§ **REQUIRED WORK**
Set down exactly, and only, the lines from the one with "Locate the purple" to the final line of the entries, both included.

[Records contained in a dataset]
◆ ◆ ◆

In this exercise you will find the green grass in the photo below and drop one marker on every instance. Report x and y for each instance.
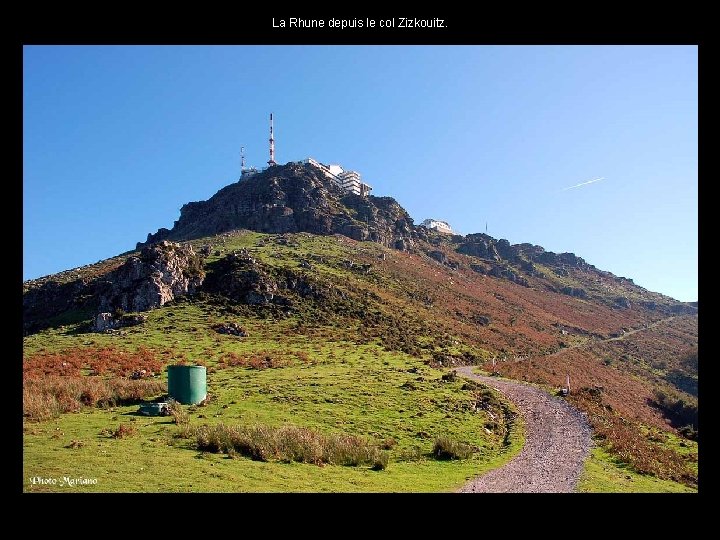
(342, 387)
(603, 474)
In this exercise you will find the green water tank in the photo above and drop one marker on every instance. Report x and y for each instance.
(187, 384)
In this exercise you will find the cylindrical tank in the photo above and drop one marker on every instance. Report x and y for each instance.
(187, 384)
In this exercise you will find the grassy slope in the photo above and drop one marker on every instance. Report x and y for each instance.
(351, 384)
(605, 475)
(346, 388)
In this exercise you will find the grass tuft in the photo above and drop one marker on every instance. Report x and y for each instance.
(288, 444)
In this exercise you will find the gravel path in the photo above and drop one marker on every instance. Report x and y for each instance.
(557, 441)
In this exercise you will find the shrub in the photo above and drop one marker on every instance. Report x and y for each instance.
(180, 415)
(289, 443)
(48, 397)
(450, 376)
(124, 430)
(446, 448)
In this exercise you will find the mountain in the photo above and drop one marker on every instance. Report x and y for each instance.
(286, 261)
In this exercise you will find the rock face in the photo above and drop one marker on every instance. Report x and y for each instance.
(160, 274)
(293, 198)
(242, 279)
(107, 321)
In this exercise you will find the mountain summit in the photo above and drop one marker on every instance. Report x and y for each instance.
(314, 306)
(291, 198)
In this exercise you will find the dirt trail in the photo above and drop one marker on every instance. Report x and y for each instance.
(557, 441)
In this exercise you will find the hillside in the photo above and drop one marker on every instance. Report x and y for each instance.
(350, 316)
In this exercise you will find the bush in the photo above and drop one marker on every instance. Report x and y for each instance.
(445, 448)
(124, 430)
(289, 443)
(180, 415)
(48, 397)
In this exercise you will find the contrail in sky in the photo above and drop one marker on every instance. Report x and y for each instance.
(584, 183)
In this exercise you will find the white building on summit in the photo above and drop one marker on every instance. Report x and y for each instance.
(437, 225)
(348, 180)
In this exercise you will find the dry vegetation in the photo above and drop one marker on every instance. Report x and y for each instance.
(54, 383)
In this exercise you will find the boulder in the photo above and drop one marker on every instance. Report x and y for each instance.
(161, 273)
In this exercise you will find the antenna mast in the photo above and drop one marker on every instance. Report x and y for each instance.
(271, 162)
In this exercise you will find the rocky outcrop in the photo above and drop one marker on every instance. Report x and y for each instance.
(161, 273)
(230, 328)
(108, 321)
(293, 198)
(574, 291)
(241, 278)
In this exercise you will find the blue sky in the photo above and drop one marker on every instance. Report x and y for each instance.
(117, 138)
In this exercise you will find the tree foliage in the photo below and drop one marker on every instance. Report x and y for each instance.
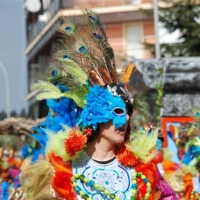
(184, 16)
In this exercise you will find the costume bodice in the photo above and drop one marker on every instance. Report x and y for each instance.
(112, 176)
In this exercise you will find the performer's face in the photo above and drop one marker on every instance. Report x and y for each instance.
(110, 133)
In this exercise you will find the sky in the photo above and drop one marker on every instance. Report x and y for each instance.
(12, 57)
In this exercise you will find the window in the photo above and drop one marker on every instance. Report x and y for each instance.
(134, 47)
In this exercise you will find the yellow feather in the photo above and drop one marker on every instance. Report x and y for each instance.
(127, 71)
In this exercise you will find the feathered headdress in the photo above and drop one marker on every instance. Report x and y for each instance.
(80, 80)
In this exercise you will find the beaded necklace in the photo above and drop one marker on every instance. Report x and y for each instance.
(104, 191)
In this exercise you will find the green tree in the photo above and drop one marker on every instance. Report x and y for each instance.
(184, 16)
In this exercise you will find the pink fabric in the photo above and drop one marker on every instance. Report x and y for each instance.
(166, 191)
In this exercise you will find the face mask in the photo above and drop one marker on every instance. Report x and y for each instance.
(102, 106)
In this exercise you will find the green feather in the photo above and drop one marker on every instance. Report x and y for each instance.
(46, 90)
(74, 69)
(78, 96)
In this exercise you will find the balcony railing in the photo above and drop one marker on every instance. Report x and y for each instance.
(35, 28)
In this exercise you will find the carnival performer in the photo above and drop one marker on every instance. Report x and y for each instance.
(90, 151)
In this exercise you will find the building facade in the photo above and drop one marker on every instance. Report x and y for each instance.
(126, 24)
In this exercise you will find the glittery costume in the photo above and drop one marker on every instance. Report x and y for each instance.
(82, 86)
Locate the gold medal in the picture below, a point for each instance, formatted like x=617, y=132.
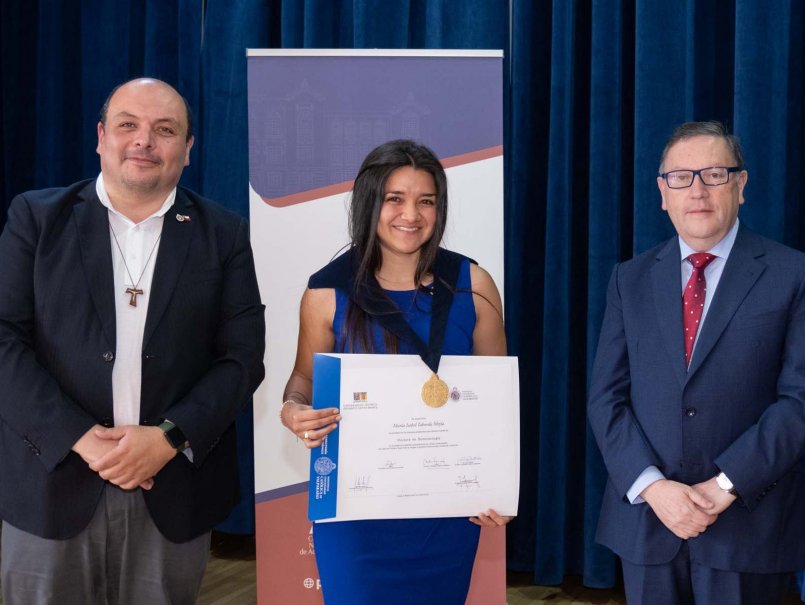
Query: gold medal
x=435, y=391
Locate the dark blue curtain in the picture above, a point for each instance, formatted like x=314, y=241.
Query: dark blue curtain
x=592, y=90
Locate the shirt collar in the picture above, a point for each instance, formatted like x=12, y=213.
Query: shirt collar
x=100, y=189
x=722, y=249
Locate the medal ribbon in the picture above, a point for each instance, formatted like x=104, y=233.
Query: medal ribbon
x=388, y=315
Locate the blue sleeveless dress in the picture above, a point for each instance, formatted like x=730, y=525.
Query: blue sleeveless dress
x=402, y=561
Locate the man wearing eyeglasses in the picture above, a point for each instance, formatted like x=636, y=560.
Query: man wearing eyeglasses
x=697, y=398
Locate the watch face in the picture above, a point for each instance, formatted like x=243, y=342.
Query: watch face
x=176, y=438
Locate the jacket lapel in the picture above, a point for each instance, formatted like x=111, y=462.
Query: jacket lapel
x=740, y=274
x=666, y=282
x=92, y=222
x=173, y=250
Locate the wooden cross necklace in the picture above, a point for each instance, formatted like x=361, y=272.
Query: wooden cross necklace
x=134, y=290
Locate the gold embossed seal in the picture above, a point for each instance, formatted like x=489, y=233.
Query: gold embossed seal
x=435, y=391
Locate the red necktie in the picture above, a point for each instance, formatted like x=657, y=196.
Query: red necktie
x=693, y=299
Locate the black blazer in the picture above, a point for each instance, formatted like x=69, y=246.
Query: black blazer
x=202, y=357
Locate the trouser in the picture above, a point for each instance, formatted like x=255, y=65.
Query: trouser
x=120, y=558
x=683, y=582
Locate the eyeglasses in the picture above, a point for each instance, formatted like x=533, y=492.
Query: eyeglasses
x=715, y=175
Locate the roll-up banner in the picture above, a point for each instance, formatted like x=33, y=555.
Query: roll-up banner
x=313, y=117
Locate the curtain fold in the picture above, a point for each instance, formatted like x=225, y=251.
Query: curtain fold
x=593, y=89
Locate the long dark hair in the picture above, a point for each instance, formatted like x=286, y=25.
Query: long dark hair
x=364, y=213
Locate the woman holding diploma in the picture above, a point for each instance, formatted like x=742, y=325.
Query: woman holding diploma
x=394, y=291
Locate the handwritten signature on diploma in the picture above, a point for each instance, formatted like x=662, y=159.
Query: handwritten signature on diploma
x=435, y=463
x=467, y=482
x=362, y=483
x=390, y=465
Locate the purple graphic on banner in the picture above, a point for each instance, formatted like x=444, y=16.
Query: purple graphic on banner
x=312, y=120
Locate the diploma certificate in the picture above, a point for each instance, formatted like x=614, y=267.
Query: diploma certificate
x=392, y=456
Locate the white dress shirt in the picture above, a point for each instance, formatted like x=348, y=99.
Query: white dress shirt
x=139, y=244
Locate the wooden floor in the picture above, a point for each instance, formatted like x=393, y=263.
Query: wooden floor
x=231, y=580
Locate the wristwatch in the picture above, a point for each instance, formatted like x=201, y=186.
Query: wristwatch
x=725, y=484
x=174, y=436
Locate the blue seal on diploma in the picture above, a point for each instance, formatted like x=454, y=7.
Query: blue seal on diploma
x=323, y=465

◆ ◆ ◆

§ **RESPONSE BOX**
Locate the purple graphic on banner in the picture above, a point for each instance, formatted like x=444, y=16.
Query: purple graphic on banner
x=312, y=120
Locate the diploma certificate in the picture above, a point for each instance, formatted like x=614, y=267.
Query: diploma certificate
x=392, y=456
Locate the white dress shirt in the picture above, a point for each instance, formatted like x=348, y=99.
Query: white dress shirt
x=139, y=244
Locate the wooden floor in the picture above, a point for each instance, formatted like x=393, y=263.
Query: wooden floor
x=231, y=580
Locate the wristwatch in the picture above, a point for each instance, formatted like x=201, y=186.
Query: wristwatch
x=725, y=484
x=174, y=436
Locate the blue seal on diploma in the picture above, a point for each instance, formatted like x=454, y=7.
Query: blue seal on diploma
x=323, y=465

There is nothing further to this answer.